In the private sector, it is not unusual for the taxpayer to have a loan to the bank while maintaining a savings account at the same institution. The two are not "netted." Even during periods of mutual indebtedness, the interest on the two amounts continues to accrue at the different contractual rates. In certain situations involving offsetting, the IRS does net, despite Congress's seeming recognition of the need for a rate differential.

The Treasury study points to Congress's acting three times in the last eleven years to increase the differential between interest paid on refunds and interest charged on deficiencies. In each case, Congress reiterated one or more of the traditional rationales for interest, including the time value of money, incentives for prompt payment, and operating the tax administration process more like other financial functions in the economy. At the same time, however, Congress simultaneously urged netting to ameliorate the effect of the very interest differentials it has repeatedly adopted. The Treasury study concludes that "Congress has implicitly endorsed several long-term policy shifts without explicitly examining the fundamental premises underlying them."

The final policy consideration cited in the study relates to the potential effect of interest netting on revenue. The limitations proposed to be applied to its implementation will modify such effect.

With respect to the mandate of Congress to implement interest netting, the study explains that the mandate did not expand the authorization of interest netting to any greater extent than was authorized under existing law. The implication here is that netting only was to be applied in the situation when an offset was made -- i.e., where there was an actual crediting of overpayments against outstanding liabilities.

-----

STATED TASK A. Extract the part of the passage on interest netting that begins at the words "The final policy" and stops after the words "modify such effect.".
STATED TASK B. Copy the lines of the entries exactly, starting at the line that has "crowd of people." and stopping after the line that has "(45, 198), (94, 224)", with both of those lines included.

-----

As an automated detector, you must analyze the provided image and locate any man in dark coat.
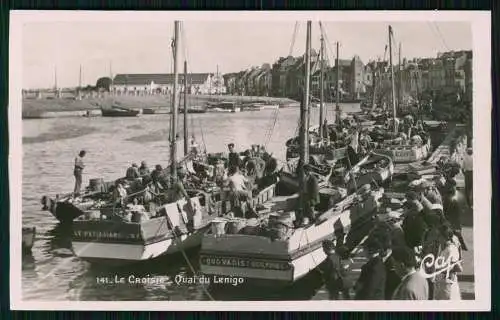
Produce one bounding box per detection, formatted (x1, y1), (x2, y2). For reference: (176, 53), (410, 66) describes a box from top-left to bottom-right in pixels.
(227, 143), (241, 168)
(443, 180), (467, 251)
(355, 233), (390, 300)
(320, 240), (351, 300)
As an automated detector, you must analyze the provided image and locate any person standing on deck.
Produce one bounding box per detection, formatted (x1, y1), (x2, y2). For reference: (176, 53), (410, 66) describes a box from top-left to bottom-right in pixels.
(139, 161), (151, 177)
(318, 240), (351, 300)
(73, 150), (86, 197)
(303, 164), (319, 222)
(462, 148), (474, 208)
(125, 163), (140, 180)
(335, 104), (342, 125)
(228, 166), (252, 218)
(355, 233), (391, 300)
(443, 180), (467, 251)
(227, 143), (241, 169)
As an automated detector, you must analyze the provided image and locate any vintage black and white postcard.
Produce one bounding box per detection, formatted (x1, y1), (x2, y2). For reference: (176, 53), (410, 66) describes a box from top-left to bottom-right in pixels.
(9, 11), (492, 311)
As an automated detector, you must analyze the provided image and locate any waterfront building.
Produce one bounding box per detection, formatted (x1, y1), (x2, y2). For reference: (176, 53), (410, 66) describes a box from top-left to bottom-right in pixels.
(111, 73), (226, 96)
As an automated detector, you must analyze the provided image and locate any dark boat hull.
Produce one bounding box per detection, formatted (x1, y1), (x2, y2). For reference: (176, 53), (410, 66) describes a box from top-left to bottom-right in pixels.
(22, 227), (36, 253)
(48, 199), (93, 224)
(101, 109), (139, 117)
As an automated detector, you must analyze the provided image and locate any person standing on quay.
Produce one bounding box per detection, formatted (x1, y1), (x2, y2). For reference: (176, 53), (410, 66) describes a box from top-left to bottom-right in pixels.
(392, 247), (430, 300)
(73, 150), (86, 197)
(462, 148), (474, 208)
(227, 143), (241, 169)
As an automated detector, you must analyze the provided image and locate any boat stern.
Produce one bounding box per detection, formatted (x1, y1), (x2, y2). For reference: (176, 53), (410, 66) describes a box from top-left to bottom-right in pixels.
(200, 233), (295, 285)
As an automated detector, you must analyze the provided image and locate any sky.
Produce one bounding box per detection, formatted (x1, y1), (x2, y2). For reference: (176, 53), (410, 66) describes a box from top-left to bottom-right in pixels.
(22, 20), (473, 89)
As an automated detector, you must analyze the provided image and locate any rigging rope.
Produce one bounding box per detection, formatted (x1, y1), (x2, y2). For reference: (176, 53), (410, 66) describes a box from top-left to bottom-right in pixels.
(198, 119), (207, 153)
(288, 21), (299, 56)
(431, 21), (450, 51)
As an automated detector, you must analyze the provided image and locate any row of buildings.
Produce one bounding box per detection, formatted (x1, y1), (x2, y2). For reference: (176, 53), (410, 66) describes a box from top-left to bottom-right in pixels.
(23, 73), (226, 99)
(224, 51), (472, 101)
(110, 73), (226, 95)
(23, 50), (472, 101)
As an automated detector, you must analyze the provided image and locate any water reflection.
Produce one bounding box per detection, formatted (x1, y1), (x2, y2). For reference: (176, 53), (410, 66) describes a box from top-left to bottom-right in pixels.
(21, 252), (36, 271)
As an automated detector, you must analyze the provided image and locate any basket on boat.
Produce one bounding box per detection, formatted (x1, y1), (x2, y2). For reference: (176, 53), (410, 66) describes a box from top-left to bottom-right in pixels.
(227, 219), (246, 234)
(212, 219), (227, 236)
(89, 178), (106, 192)
(269, 212), (295, 240)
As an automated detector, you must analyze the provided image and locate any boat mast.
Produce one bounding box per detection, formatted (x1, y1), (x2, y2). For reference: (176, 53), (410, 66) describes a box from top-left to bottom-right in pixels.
(54, 66), (57, 95)
(319, 33), (325, 141)
(298, 21), (311, 208)
(183, 60), (188, 156)
(398, 42), (403, 110)
(170, 21), (180, 181)
(372, 59), (380, 111)
(335, 41), (340, 124)
(78, 65), (82, 99)
(389, 26), (398, 133)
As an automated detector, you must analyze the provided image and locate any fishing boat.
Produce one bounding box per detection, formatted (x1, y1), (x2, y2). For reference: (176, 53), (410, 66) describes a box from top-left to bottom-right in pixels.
(344, 152), (394, 191)
(101, 105), (139, 117)
(41, 178), (135, 224)
(278, 101), (300, 109)
(22, 227), (36, 253)
(200, 21), (383, 286)
(207, 101), (241, 113)
(375, 26), (431, 163)
(71, 21), (232, 265)
(240, 103), (262, 111)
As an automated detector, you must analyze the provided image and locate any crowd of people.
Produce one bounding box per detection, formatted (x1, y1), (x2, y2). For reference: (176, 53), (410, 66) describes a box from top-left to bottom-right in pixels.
(74, 141), (278, 219)
(323, 149), (472, 300)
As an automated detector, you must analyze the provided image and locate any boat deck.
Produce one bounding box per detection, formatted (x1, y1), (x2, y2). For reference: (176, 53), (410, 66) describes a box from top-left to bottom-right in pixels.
(394, 124), (460, 175)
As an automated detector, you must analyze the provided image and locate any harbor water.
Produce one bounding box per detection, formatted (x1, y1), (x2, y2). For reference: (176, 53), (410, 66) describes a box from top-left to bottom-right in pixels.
(22, 104), (359, 301)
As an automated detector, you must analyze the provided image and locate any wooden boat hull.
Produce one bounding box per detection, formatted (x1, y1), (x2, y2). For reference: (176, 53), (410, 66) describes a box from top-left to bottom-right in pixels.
(200, 189), (383, 286)
(345, 154), (394, 191)
(101, 108), (139, 117)
(71, 229), (205, 266)
(375, 139), (431, 163)
(22, 227), (36, 252)
(187, 106), (207, 113)
(142, 108), (156, 114)
(71, 197), (215, 265)
(45, 198), (94, 224)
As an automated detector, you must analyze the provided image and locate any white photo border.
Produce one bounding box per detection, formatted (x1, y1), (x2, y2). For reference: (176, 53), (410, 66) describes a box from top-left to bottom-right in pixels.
(8, 10), (492, 311)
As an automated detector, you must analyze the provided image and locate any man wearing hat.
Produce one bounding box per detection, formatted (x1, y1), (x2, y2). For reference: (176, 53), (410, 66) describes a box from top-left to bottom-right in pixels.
(462, 148), (474, 207)
(320, 240), (351, 300)
(73, 150), (86, 197)
(125, 163), (140, 180)
(227, 142), (241, 168)
(402, 191), (427, 249)
(139, 161), (150, 177)
(443, 180), (467, 251)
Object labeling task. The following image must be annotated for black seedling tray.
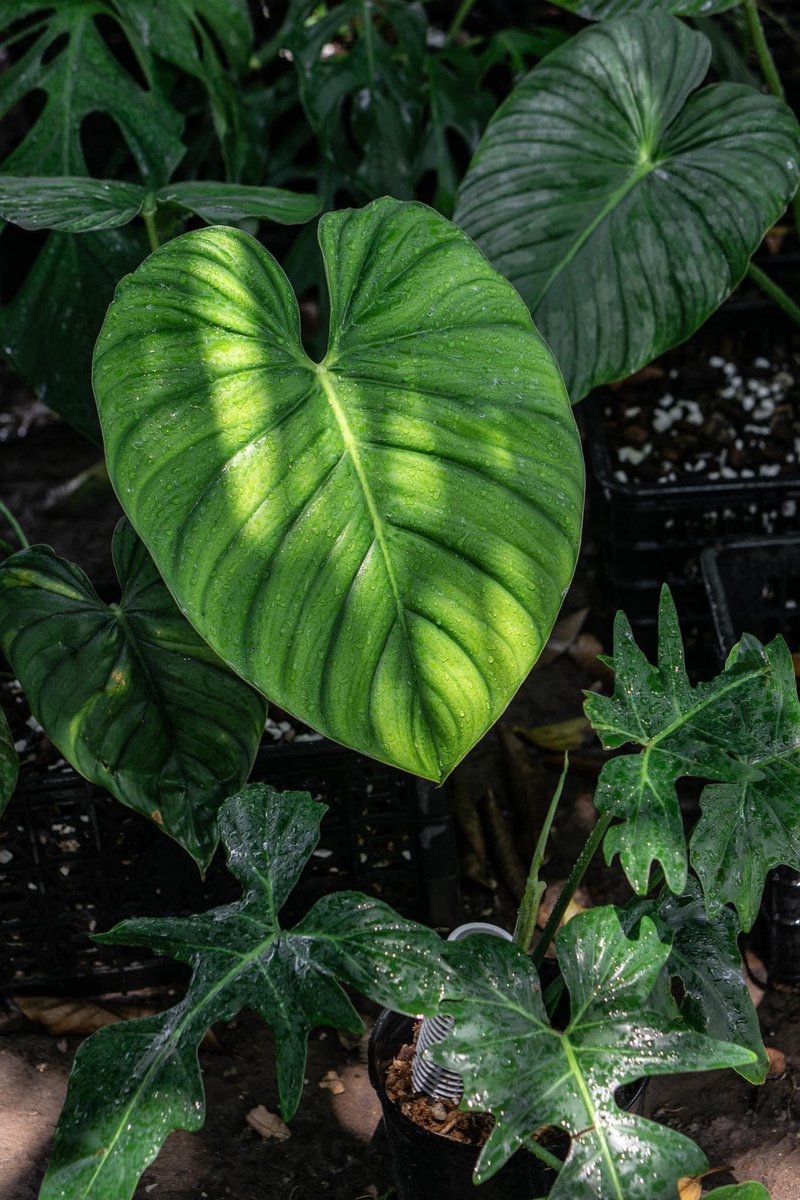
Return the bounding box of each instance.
[702,538,800,985]
[0,740,459,995]
[582,403,800,668]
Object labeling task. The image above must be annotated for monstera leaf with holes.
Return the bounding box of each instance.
[553,0,741,20]
[0,0,251,439]
[0,175,323,233]
[455,12,800,401]
[428,908,756,1200]
[622,878,769,1084]
[95,199,583,780]
[585,588,800,930]
[40,784,445,1200]
[0,521,266,868]
[0,709,19,814]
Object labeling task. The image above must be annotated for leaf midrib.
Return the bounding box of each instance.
[314,362,441,780]
[75,928,283,1200]
[533,158,660,308]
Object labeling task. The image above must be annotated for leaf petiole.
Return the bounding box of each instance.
[0,500,30,551]
[513,754,570,954]
[530,812,613,970]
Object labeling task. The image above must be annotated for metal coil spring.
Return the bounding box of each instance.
[411,920,512,1102]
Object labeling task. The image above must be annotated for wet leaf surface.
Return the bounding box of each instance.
[585,589,800,930]
[95,199,583,781]
[431,907,754,1200]
[0,520,266,868]
[41,784,445,1200]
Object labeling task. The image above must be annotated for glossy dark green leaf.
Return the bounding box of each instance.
[0,175,321,233]
[284,0,427,199]
[0,228,148,442]
[0,0,184,184]
[0,175,148,233]
[624,878,769,1084]
[553,0,741,20]
[429,908,754,1200]
[95,199,583,780]
[0,708,19,814]
[156,180,323,224]
[0,521,266,866]
[40,784,445,1200]
[585,588,800,929]
[455,12,800,401]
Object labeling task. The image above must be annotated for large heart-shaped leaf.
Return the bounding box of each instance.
[95,199,583,780]
[585,588,800,929]
[552,0,741,20]
[0,521,266,868]
[0,175,323,233]
[428,908,754,1200]
[455,12,800,401]
[40,785,445,1200]
[0,708,19,814]
[624,878,769,1084]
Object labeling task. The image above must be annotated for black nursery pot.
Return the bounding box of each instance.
[369,1009,646,1200]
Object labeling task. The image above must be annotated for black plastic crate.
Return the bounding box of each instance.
[0,739,459,995]
[702,538,800,985]
[582,403,800,666]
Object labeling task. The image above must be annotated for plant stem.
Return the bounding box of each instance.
[747,263,800,325]
[745,0,786,100]
[523,1138,564,1171]
[0,500,30,550]
[513,754,570,954]
[530,812,613,970]
[758,0,800,46]
[447,0,475,42]
[142,209,161,250]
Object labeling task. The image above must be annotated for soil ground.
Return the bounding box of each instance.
[0,380,800,1200]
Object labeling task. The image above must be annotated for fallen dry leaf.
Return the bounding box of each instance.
[513,716,594,750]
[764,1046,787,1079]
[536,880,594,929]
[14,996,122,1036]
[245,1104,291,1141]
[319,1070,344,1096]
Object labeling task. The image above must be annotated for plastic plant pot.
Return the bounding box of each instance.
[368,960,646,1200]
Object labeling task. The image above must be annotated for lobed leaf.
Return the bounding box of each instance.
[40,784,445,1200]
[0,708,19,816]
[0,521,266,868]
[95,199,583,780]
[585,588,800,929]
[622,878,769,1084]
[455,12,800,401]
[428,907,754,1200]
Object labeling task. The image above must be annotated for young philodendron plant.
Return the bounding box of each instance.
[34,592,800,1200]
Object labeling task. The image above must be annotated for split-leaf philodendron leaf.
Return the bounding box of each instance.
[0,521,266,868]
[95,199,583,780]
[624,878,769,1084]
[585,588,800,929]
[553,0,741,20]
[0,175,321,233]
[428,908,754,1200]
[0,709,19,814]
[455,12,800,401]
[40,784,445,1200]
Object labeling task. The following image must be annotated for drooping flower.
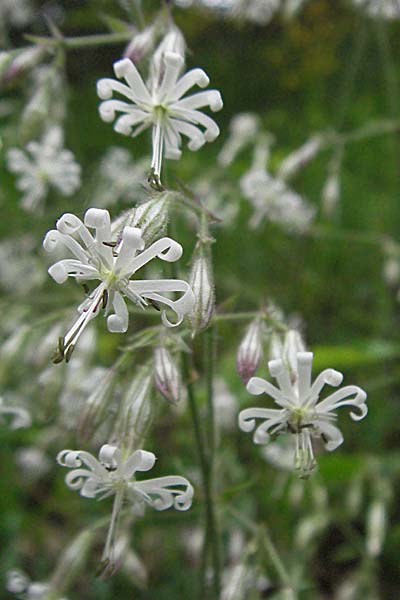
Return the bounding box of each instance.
[57,444,193,510]
[239,352,368,475]
[57,444,193,570]
[7,127,81,211]
[43,208,194,362]
[97,51,222,185]
[94,146,147,207]
[6,569,67,600]
[236,317,264,383]
[240,168,315,233]
[154,345,182,404]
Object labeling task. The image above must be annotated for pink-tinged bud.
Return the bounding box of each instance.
[189,230,215,335]
[154,346,181,404]
[122,24,156,64]
[236,318,264,384]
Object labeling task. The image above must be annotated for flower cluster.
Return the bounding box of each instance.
[97,52,222,183]
[239,352,368,474]
[7,127,81,212]
[57,444,193,512]
[43,208,194,362]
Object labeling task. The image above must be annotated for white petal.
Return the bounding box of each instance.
[107,292,129,333]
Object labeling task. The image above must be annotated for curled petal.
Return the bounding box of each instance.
[0,402,32,429]
[56,450,82,469]
[310,369,343,397]
[124,450,156,478]
[114,58,151,104]
[128,237,183,273]
[168,68,210,102]
[133,475,194,510]
[125,279,194,327]
[314,420,343,452]
[99,444,121,468]
[247,377,290,408]
[239,408,287,444]
[65,469,100,498]
[56,213,93,248]
[107,292,129,333]
[315,385,367,420]
[48,259,99,283]
[43,229,89,264]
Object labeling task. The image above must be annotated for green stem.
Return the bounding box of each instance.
[229,507,298,599]
[182,352,220,600]
[25,30,132,49]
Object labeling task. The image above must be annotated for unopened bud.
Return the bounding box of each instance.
[189,230,215,335]
[150,26,186,89]
[112,364,156,449]
[366,499,387,558]
[131,192,173,246]
[236,317,264,384]
[278,135,324,179]
[154,346,181,404]
[281,329,306,378]
[123,24,155,64]
[78,368,117,441]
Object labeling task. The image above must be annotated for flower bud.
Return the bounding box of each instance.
[278,135,324,180]
[282,329,306,377]
[154,346,181,404]
[189,231,215,335]
[112,364,156,450]
[78,368,117,441]
[150,25,186,89]
[131,192,173,246]
[236,317,264,384]
[366,499,387,558]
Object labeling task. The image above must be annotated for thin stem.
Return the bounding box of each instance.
[229,507,297,599]
[25,30,133,50]
[102,487,124,567]
[336,15,367,130]
[183,352,220,599]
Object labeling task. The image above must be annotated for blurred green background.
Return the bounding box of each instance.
[0,0,400,600]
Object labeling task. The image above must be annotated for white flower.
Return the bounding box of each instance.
[0,0,34,27]
[240,168,315,233]
[95,147,147,207]
[0,398,31,429]
[7,127,81,211]
[97,52,222,183]
[57,444,193,510]
[43,208,194,362]
[353,0,400,19]
[239,352,368,474]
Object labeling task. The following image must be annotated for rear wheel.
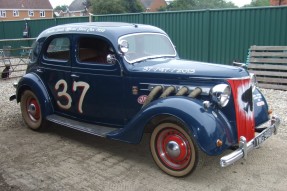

-----

WRITTEN SOLUTION A.
The final policy consideration cited in the study relates to the potential effect of interest netting on revenue. The limitations proposed to be applied to its implementation will modify such effect.

WRITTEN SOLUTION B.
As an automated detector, you must analyze the provided image and locate any crowd of people.
Produce one bounding box per detection, formatted (x1, y1), (x2, y2). For reference: (176, 53), (410, 66) describes a box from top-left to bottom-right in pixels.
(74, 141), (278, 219)
(323, 149), (472, 300)
As an automated detector, you must analyze the provided image and locate any boat deck.
Produce one bounding box per detection, formatted (x1, y1), (x2, y2). For reference: (176, 53), (410, 66) describes a box from top-left to bottom-right in pixels.
(394, 124), (460, 175)
As an automated detector, you must analyze the provided image and locate any harbor water.
Produce one bounding box per detection, formatted (x1, y1), (x2, y2). For reference: (176, 53), (410, 66) describes a box from top-left to bottom-right in pixels.
(22, 104), (359, 301)
As an automated detector, you must analyze the provided image and locate any wooden boat hull.
Produce one bounding box per detection, formatted (x1, y1), (x2, y2). For reference: (176, 53), (410, 66) describes a box from top-left to bottom-right in pixels.
(200, 189), (383, 286)
(345, 154), (394, 191)
(101, 108), (139, 117)
(71, 229), (205, 266)
(375, 139), (431, 163)
(22, 227), (36, 252)
(187, 106), (207, 113)
(142, 108), (156, 114)
(71, 197), (215, 265)
(45, 198), (94, 224)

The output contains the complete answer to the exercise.